- [Requirement]: Can you render every line of the records below as a numbered list, skipping blank lines and leaving the pictures out?

- [Data for the task]:
== == ==

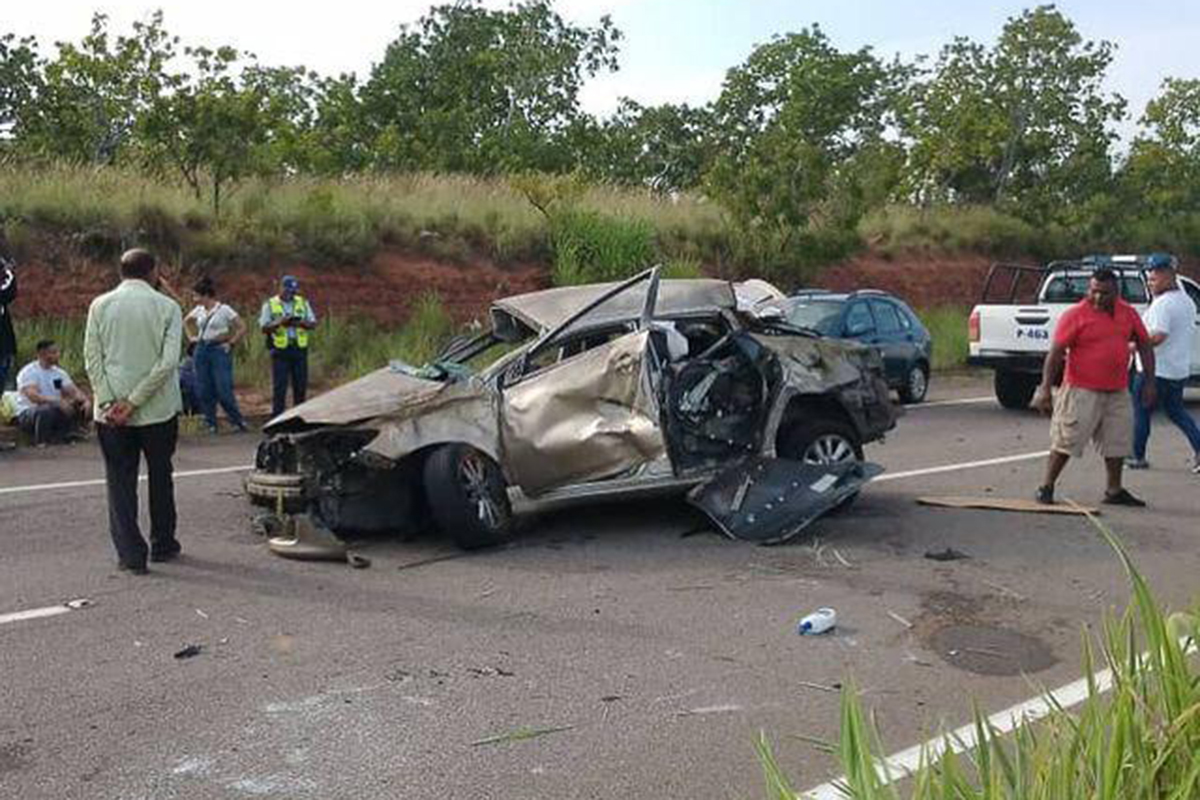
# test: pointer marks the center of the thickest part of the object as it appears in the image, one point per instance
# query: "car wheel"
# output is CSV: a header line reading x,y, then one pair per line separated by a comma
x,y
916,384
822,441
468,497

== == ==

- [Worked solution]:
1. # test: pointer marks the center of the thickest part of the object as it appears in the image, one point per instance
2. # query: "car wheel"
3. # output is CSV: a header line reading x,y, then one pair per line separated by a comma
4. x,y
5. 916,384
6. 822,441
7. 468,497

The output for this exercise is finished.